WHAT IS BEING ASKED: Scan the entries for the word "only" and return every line that has it.

··· RECORDS PROVIDED

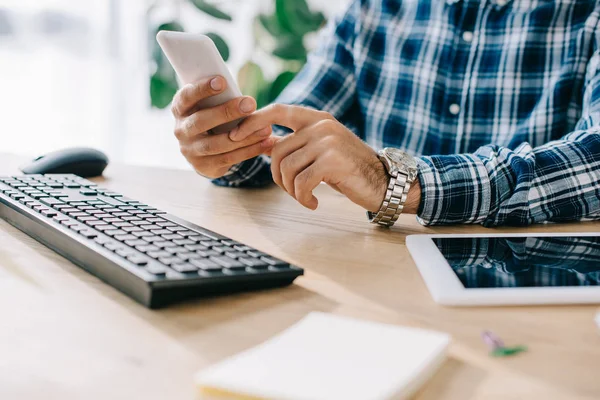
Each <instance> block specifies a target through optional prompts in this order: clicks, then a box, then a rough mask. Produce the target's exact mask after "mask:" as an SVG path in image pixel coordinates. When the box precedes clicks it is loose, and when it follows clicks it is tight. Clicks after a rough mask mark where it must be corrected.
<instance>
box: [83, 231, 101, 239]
mask: <svg viewBox="0 0 600 400" xmlns="http://www.w3.org/2000/svg"><path fill="white" fill-rule="evenodd" d="M79 234H80V235H83V237H85V238H86V239H93V238H95V237H96V236H98V234H97V233H96V232H94V231H92V230H82V231H79Z"/></svg>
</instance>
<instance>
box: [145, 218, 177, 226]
mask: <svg viewBox="0 0 600 400" xmlns="http://www.w3.org/2000/svg"><path fill="white" fill-rule="evenodd" d="M147 220H148V221H150V218H148V219H147ZM156 225H158V226H160V227H161V228H168V227H172V226H177V224H174V223H172V222H157V223H156Z"/></svg>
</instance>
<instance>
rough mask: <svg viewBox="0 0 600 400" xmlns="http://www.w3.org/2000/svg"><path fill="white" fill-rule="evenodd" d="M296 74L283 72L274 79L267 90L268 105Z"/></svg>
mask: <svg viewBox="0 0 600 400" xmlns="http://www.w3.org/2000/svg"><path fill="white" fill-rule="evenodd" d="M295 76H296V73H295V72H293V71H283V72H282V73H281V74H279V75H278V76H277V78H275V80H274V81H273V83H272V84H271V86H270V88H269V103H272V102H273V101H275V99H276V98H277V96H279V94H280V93H281V92H282V91H283V89H285V87H286V86H287V85H288V84H289V83H290V82H291V81H292V80H293V79H294V77H295Z"/></svg>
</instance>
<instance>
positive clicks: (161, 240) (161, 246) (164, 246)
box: [154, 238, 177, 249]
mask: <svg viewBox="0 0 600 400" xmlns="http://www.w3.org/2000/svg"><path fill="white" fill-rule="evenodd" d="M154 245H155V246H158V247H160V248H161V249H162V248H166V247H176V246H177V245H176V244H175V243H173V242H169V241H167V240H164V239H163V238H161V240H158V241H155V242H154Z"/></svg>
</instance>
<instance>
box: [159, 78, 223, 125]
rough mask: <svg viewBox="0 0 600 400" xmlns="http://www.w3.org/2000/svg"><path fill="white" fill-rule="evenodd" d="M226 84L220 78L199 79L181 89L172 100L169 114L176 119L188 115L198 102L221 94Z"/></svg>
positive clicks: (188, 84) (193, 109)
mask: <svg viewBox="0 0 600 400" xmlns="http://www.w3.org/2000/svg"><path fill="white" fill-rule="evenodd" d="M226 86H227V82H226V81H225V79H223V77H221V76H213V77H208V78H203V79H200V80H199V81H198V82H195V83H190V84H187V85H185V86H184V87H182V88H181V89H180V90H179V92H177V94H176V95H175V97H174V98H173V103H172V106H171V112H172V113H173V115H174V116H175V117H176V118H181V117H187V116H188V115H190V114H191V113H192V112H193V110H194V108H195V107H196V104H197V103H198V102H199V101H200V100H204V99H205V98H207V97H210V96H214V95H215V94H217V93H221V92H222V91H223V90H224V89H225V87H226Z"/></svg>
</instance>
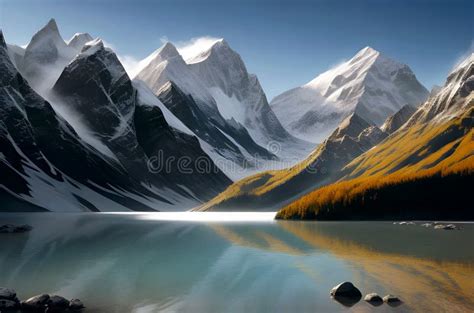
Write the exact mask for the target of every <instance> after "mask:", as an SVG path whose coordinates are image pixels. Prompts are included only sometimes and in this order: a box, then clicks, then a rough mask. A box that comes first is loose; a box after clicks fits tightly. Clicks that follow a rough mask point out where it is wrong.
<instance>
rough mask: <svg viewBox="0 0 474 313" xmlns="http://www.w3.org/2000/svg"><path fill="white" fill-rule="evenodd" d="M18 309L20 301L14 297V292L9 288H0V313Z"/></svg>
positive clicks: (16, 297)
mask: <svg viewBox="0 0 474 313" xmlns="http://www.w3.org/2000/svg"><path fill="white" fill-rule="evenodd" d="M19 307H20V300H18V298H17V297H16V291H15V290H13V289H10V288H3V287H0V312H2V310H5V311H6V310H14V309H17V308H19Z"/></svg>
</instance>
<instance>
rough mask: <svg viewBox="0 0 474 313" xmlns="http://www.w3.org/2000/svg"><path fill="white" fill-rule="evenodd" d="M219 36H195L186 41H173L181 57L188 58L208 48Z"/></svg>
mask: <svg viewBox="0 0 474 313" xmlns="http://www.w3.org/2000/svg"><path fill="white" fill-rule="evenodd" d="M219 40H221V38H215V37H211V36H203V37H195V38H191V39H190V40H188V41H178V42H173V44H174V45H175V46H176V49H178V51H179V53H180V54H181V55H182V56H183V59H185V60H186V59H189V58H191V57H193V56H195V55H197V54H199V53H201V52H204V51H205V50H207V49H209V48H210V47H211V46H212V45H213V44H215V43H216V42H217V41H219Z"/></svg>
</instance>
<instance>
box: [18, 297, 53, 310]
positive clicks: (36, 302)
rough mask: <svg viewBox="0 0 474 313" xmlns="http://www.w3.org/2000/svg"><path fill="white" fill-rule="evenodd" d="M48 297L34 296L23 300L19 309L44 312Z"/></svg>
mask: <svg viewBox="0 0 474 313" xmlns="http://www.w3.org/2000/svg"><path fill="white" fill-rule="evenodd" d="M48 300H49V295H47V294H42V295H38V296H34V297H31V298H29V299H28V300H25V301H23V302H22V303H21V308H22V309H26V310H36V311H39V310H45V309H46V305H47V304H48Z"/></svg>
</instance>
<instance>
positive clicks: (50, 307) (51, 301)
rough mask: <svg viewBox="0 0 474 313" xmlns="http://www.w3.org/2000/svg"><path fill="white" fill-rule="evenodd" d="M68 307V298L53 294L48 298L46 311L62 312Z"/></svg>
mask: <svg viewBox="0 0 474 313" xmlns="http://www.w3.org/2000/svg"><path fill="white" fill-rule="evenodd" d="M68 308H69V300H67V299H66V298H64V297H61V296H57V295H53V296H50V297H49V300H48V310H47V312H49V313H53V312H64V311H66V310H67V309H68Z"/></svg>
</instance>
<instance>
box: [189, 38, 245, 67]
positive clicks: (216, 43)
mask: <svg viewBox="0 0 474 313" xmlns="http://www.w3.org/2000/svg"><path fill="white" fill-rule="evenodd" d="M222 51H226V52H227V51H231V52H233V53H234V54H236V55H237V53H236V52H235V51H234V50H232V48H231V47H230V46H229V44H228V43H227V41H226V40H225V39H224V38H219V39H215V40H213V41H212V40H211V41H210V42H209V43H208V44H206V45H204V46H203V47H202V48H201V49H200V50H199V51H197V52H196V53H194V55H191V56H188V57H187V58H186V63H188V64H193V63H199V62H202V61H205V60H207V59H208V58H209V57H210V56H211V55H213V54H219V53H221V52H222Z"/></svg>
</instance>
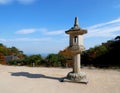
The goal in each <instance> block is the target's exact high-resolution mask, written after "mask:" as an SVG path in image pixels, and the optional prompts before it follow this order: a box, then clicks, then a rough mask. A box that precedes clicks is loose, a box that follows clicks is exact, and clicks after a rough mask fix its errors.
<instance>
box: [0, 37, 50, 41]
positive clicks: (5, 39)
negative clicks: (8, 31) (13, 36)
mask: <svg viewBox="0 0 120 93" xmlns="http://www.w3.org/2000/svg"><path fill="white" fill-rule="evenodd" d="M49 40H51V38H50V37H47V38H46V37H45V38H14V39H3V38H0V42H41V41H49Z"/></svg>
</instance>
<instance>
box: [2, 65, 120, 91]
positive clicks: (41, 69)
mask: <svg viewBox="0 0 120 93" xmlns="http://www.w3.org/2000/svg"><path fill="white" fill-rule="evenodd" d="M70 71H71V69H61V68H43V67H38V68H32V67H15V66H3V65H0V93H120V70H119V71H117V70H99V69H86V68H84V69H82V71H83V72H86V74H87V78H88V80H89V83H88V84H87V85H85V84H81V83H70V82H63V83H62V82H59V79H60V78H61V77H64V76H66V74H67V73H68V72H70Z"/></svg>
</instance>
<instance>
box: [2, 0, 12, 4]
mask: <svg viewBox="0 0 120 93" xmlns="http://www.w3.org/2000/svg"><path fill="white" fill-rule="evenodd" d="M11 2H13V0H0V4H8V3H11Z"/></svg>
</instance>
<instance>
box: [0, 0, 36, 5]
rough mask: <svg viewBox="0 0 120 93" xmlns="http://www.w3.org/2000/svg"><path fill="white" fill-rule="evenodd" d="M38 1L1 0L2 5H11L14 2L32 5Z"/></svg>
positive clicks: (25, 0)
mask: <svg viewBox="0 0 120 93" xmlns="http://www.w3.org/2000/svg"><path fill="white" fill-rule="evenodd" d="M35 1H36V0H0V4H9V3H13V2H18V3H21V4H31V3H34V2H35Z"/></svg>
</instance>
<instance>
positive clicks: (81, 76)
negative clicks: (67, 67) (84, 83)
mask: <svg viewBox="0 0 120 93" xmlns="http://www.w3.org/2000/svg"><path fill="white" fill-rule="evenodd" d="M67 79H69V80H71V81H73V82H80V83H88V80H87V78H86V74H85V73H83V72H80V73H74V72H69V73H68V75H67Z"/></svg>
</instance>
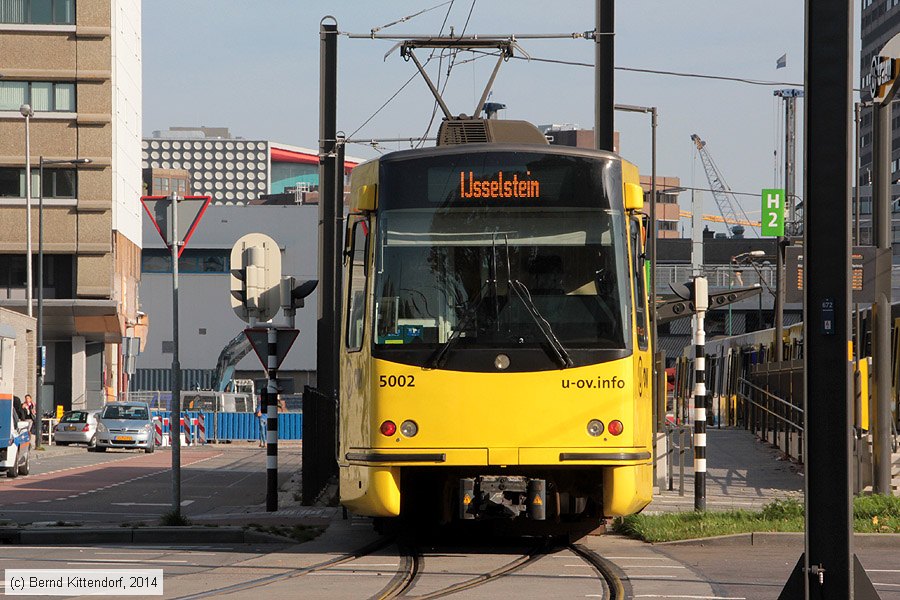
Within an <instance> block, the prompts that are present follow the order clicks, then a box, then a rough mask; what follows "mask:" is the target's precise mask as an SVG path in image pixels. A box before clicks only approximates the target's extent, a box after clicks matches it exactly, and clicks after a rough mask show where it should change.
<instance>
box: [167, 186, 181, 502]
mask: <svg viewBox="0 0 900 600" xmlns="http://www.w3.org/2000/svg"><path fill="white" fill-rule="evenodd" d="M169 199H170V202H171V205H170V208H171V211H172V214H171V219H170V220H171V222H172V227H171V229H170V233H169V246H170V248H171V250H172V406H171V411H170V415H171V417H170V419H169V438H170V439H171V442H172V513H173V514H174V515H175V516H176V517H177V516H179V515H180V514H181V363H180V362H179V360H178V244H179V242H178V241H179V240H180V239H181V238H180V236H179V235H178V195H177V194H173V195H172V196H170V197H169Z"/></svg>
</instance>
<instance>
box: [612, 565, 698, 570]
mask: <svg viewBox="0 0 900 600" xmlns="http://www.w3.org/2000/svg"><path fill="white" fill-rule="evenodd" d="M619 568H620V569H687V567H685V566H682V565H619Z"/></svg>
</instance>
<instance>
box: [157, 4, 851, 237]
mask: <svg viewBox="0 0 900 600" xmlns="http://www.w3.org/2000/svg"><path fill="white" fill-rule="evenodd" d="M438 4H440V0H428V1H427V2H409V1H400V0H383V1H381V2H363V1H360V0H356V1H350V0H333V1H329V2H324V1H321V0H319V1H311V0H303V1H299V0H292V1H289V0H265V1H261V0H260V1H255V2H249V1H246V0H228V1H225V2H223V1H221V0H219V1H214V0H192V1H190V2H185V1H183V0H179V1H175V0H152V1H151V2H144V3H143V64H144V74H143V75H144V79H143V85H144V98H143V109H144V121H143V123H144V126H143V128H144V133H145V135H149V134H150V133H151V132H152V131H153V130H156V129H165V128H167V127H169V126H185V125H206V126H225V127H229V128H230V129H231V131H232V133H233V134H234V135H238V136H242V137H246V138H257V139H271V140H277V141H281V142H284V143H289V144H295V145H298V146H306V147H309V148H316V147H317V145H318V98H319V96H318V81H319V36H318V30H319V21H320V20H321V18H322V17H323V16H325V15H333V16H334V17H335V18H336V19H337V22H338V27H339V29H340V31H344V32H352V33H366V32H368V31H370V30H371V29H372V28H373V27H380V26H384V25H386V24H388V23H390V22H392V21H395V20H397V19H400V18H401V17H404V16H407V15H411V14H413V13H416V12H418V11H420V10H422V9H425V8H430V7H433V6H436V5H438ZM594 6H595V4H594V1H593V0H571V1H568V2H565V3H553V2H547V1H546V0H545V1H543V2H538V1H534V0H518V1H516V2H510V1H505V2H501V1H499V0H476V2H475V4H474V9H473V10H472V14H471V19H470V20H469V24H468V28H467V30H466V31H467V33H481V34H509V33H515V34H523V33H571V32H582V31H586V30H590V29H593V26H594ZM803 6H804V3H803V2H802V1H800V0H756V1H754V2H737V1H733V0H682V1H678V2H675V1H671V0H627V1H620V2H618V3H617V7H616V60H615V63H616V66H618V67H631V68H641V69H657V70H666V71H679V72H692V73H702V74H709V75H723V76H729V77H742V78H748V79H754V80H766V81H778V82H785V83H793V84H802V81H803V30H804V25H803ZM471 7H472V2H471V0H455V1H454V2H453V3H452V7H451V5H449V4H448V5H444V6H441V7H439V8H435V9H434V10H431V11H429V12H427V13H425V14H423V15H420V16H418V17H415V18H413V19H411V20H410V21H408V22H406V23H402V24H398V25H395V26H392V27H389V28H387V29H384V30H382V31H381V33H390V34H396V35H403V34H435V33H437V32H438V30H439V29H440V27H441V23H442V21H443V20H444V17H445V15H446V14H447V9H448V8H451V10H450V13H449V17H448V18H447V26H448V27H449V26H450V25H453V26H454V29H455V31H456V32H457V33H459V32H461V31H462V30H463V27H464V25H465V22H466V19H467V16H468V14H469V10H470V8H471ZM857 29H858V27H857ZM445 31H446V29H445ZM857 39H858V34H857ZM338 45H339V48H338V53H339V58H338V60H339V66H340V73H339V82H338V93H339V104H338V128H339V129H340V130H343V131H344V132H346V133H347V134H350V133H351V132H354V131H356V130H357V128H358V127H360V125H362V124H363V122H365V121H366V119H368V118H369V117H370V116H371V115H372V114H373V113H374V112H375V111H376V110H377V109H378V108H379V107H380V106H381V105H382V104H383V103H384V102H385V101H386V100H387V99H388V98H390V97H391V96H392V95H393V94H394V92H396V91H397V89H398V88H400V86H401V85H403V83H405V82H406V81H407V79H409V78H410V76H412V75H413V74H414V72H415V66H414V65H413V64H412V63H407V62H404V61H403V60H402V59H401V58H400V57H399V55H398V54H397V53H396V52H395V53H392V54H391V55H390V56H389V57H388V58H387V59H386V60H382V59H383V56H384V54H385V53H386V52H388V51H389V50H390V48H391V46H392V45H393V42H390V41H385V40H369V39H365V40H355V39H348V38H346V37H341V38H340V39H339V42H338ZM521 45H522V47H523V48H524V49H525V50H526V51H527V52H528V53H529V54H530V55H531V56H533V57H536V58H552V59H560V60H566V61H575V62H585V63H592V62H593V59H594V46H593V44H592V43H591V42H588V41H585V40H572V39H559V40H528V39H526V40H522V42H521ZM857 46H858V41H857ZM785 53H786V54H787V67H786V68H782V69H778V70H776V69H775V63H776V60H777V59H778V57H780V56H781V55H782V54H785ZM420 56H421V57H422V58H423V59H424V57H426V56H427V53H425V52H424V51H422V53H421V54H420ZM466 58H468V57H466V56H465V55H462V54H461V55H460V58H459V59H458V60H459V61H460V62H462V61H465V60H466ZM493 62H494V61H493V59H490V58H487V59H482V60H477V61H470V62H463V64H458V65H456V66H455V67H454V69H453V71H452V72H451V76H450V81H449V85H448V88H447V95H446V97H447V103H448V105H449V107H450V110H451V111H452V112H454V113H457V112H467V113H470V112H471V111H472V109H473V108H474V105H475V102H476V100H477V96H478V95H480V92H481V89H482V86H483V85H484V83H485V82H486V80H487V77H488V76H489V74H490V70H491V69H492V68H493ZM446 65H447V63H446V61H445V62H444V63H443V71H444V72H445V71H446ZM437 66H438V65H437V61H433V62H432V63H431V65H429V71H430V72H431V75H432V77H435V78H436V77H437V75H438V69H437ZM443 76H444V75H443V73H442V74H441V78H442V79H443ZM778 87H789V86H757V85H748V84H741V83H732V82H722V81H710V80H703V79H693V78H680V77H671V76H664V75H652V74H642V73H633V72H626V71H621V70H620V71H617V73H616V90H615V98H616V102H617V103H621V104H636V105H643V106H657V107H658V109H659V130H658V136H659V137H658V157H657V161H658V171H659V173H660V174H661V175H671V176H676V177H680V178H681V180H682V184H683V185H694V186H696V187H708V184H707V181H706V177H705V175H704V172H703V170H702V166H701V165H700V163H699V160H696V158H695V157H696V152H695V150H694V149H693V145H692V143H691V141H690V135H691V134H692V133H697V134H698V135H700V137H701V138H703V139H704V140H706V141H707V142H708V148H709V150H710V152H711V153H712V155H713V157H714V159H715V160H716V162H717V164H718V166H719V167H720V169H721V170H722V172H723V174H724V176H725V179H726V181H727V182H728V184H729V185H730V186H731V188H732V189H733V190H735V191H736V192H754V193H758V191H759V190H760V189H761V188H763V187H770V186H772V184H773V183H775V182H774V179H775V164H776V160H775V157H774V155H773V153H774V151H775V148H776V138H777V137H778V136H779V135H780V131H781V126H780V123H781V122H782V121H783V115H782V109H781V101H780V99H778V100H776V99H775V98H774V97H773V94H772V92H773V90H775V89H778ZM493 89H494V94H493V97H492V100H496V101H499V102H503V103H505V104H506V105H507V106H508V108H507V110H506V111H504V113H502V116H503V117H505V118H510V119H513V118H516V119H526V120H529V121H531V122H533V123H535V124H545V123H577V124H578V125H581V126H582V127H588V128H589V127H592V126H593V110H594V109H593V102H594V98H593V90H594V84H593V70H592V69H591V68H588V67H577V66H564V65H553V64H546V63H539V62H528V61H524V60H512V61H509V62H508V63H506V64H504V65H503V67H502V68H501V70H500V74H499V75H498V78H497V81H496V83H495V85H494V88H493ZM432 108H433V101H432V97H431V95H430V93H429V92H428V90H427V88H426V86H425V83H424V82H423V81H422V80H421V79H420V78H418V77H417V78H416V79H414V80H413V81H412V82H411V83H410V84H409V85H408V86H407V87H406V88H405V89H404V90H403V92H401V93H400V94H399V95H398V96H397V97H396V98H395V99H394V100H393V101H391V102H390V103H389V104H388V106H387V107H386V108H385V109H384V110H382V111H381V112H380V113H379V114H378V115H377V116H376V117H375V118H374V119H373V120H372V121H371V122H370V123H369V124H368V125H366V126H365V127H364V128H363V129H361V130H359V132H358V133H357V134H356V136H355V137H365V138H377V137H409V136H420V135H422V134H423V133H424V132H425V130H426V126H427V124H428V121H429V119H430V117H431V113H432ZM800 110H801V112H800V115H799V116H800V125H801V127H800V132H799V133H800V134H801V135H802V102H801V103H800ZM434 129H435V128H434V127H433V128H432V133H433V131H434ZM616 129H617V130H618V131H620V132H621V152H622V154H623V156H625V157H626V158H628V159H629V160H632V161H633V162H635V163H637V164H638V166H639V168H640V169H641V171H642V172H644V173H649V170H650V126H649V117H648V116H644V115H634V114H625V113H617V115H616ZM392 147H393V148H396V147H397V146H396V144H395V145H393V146H392ZM798 153H799V154H802V143H800V141H798ZM348 154H352V155H355V156H360V157H371V156H374V155H375V152H374V151H373V150H372V149H371V148H368V147H365V146H356V145H354V146H351V147H350V148H349V149H348ZM778 162H779V163H781V162H783V160H782V159H781V158H780V157H779V159H778ZM800 167H801V168H802V161H801V164H800ZM798 174H799V171H798ZM798 189H802V181H801V180H800V179H799V177H798ZM706 196H707V199H706V200H705V212H715V210H716V209H715V205H714V204H713V202H712V199H711V198H710V197H709V194H706ZM739 198H741V199H742V200H743V201H744V209H745V210H746V211H747V212H748V214H751V216H752V215H753V214H754V213H755V215H758V214H759V206H758V204H759V201H758V200H757V199H753V198H747V197H742V196H739ZM688 201H689V196H688V195H686V194H682V206H683V207H685V208H687V205H688ZM683 224H684V225H685V227H688V224H687V221H684V222H683Z"/></svg>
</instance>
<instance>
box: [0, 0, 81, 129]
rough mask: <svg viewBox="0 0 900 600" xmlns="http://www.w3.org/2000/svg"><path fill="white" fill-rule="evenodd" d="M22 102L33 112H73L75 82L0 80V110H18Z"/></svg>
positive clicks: (73, 104)
mask: <svg viewBox="0 0 900 600" xmlns="http://www.w3.org/2000/svg"><path fill="white" fill-rule="evenodd" d="M2 2H3V0H0V3H2ZM23 104H30V105H31V108H32V109H33V110H34V111H35V112H75V109H76V106H75V84H74V83H66V82H54V81H2V80H0V110H15V111H18V110H19V107H21V106H22V105H23Z"/></svg>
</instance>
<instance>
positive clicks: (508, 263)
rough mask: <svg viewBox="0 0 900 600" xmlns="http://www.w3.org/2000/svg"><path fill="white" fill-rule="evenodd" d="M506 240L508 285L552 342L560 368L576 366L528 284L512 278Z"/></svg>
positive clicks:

······

EXERCISE ANSWER:
Write the exact mask for the target of every <instance> after "mask:", as an SVG path whose coordinates are image pixels. Prompts are included only sometimes and in this order: a box, then clicks, then a rough mask. A box that comes first is loose; a box after clicks fits tightly. Clicks that follow a rough mask point out where it is wrong.
Within an <instance> block, the prompts that are present follow the order clicks, then a box, then a rough mask; what follows "mask:" is the target's precise mask as an SVG path in image pixels. A box before clicks only approximates the target's extent, a box after clicks matches it exactly, and clicks after a rough mask show where it should change.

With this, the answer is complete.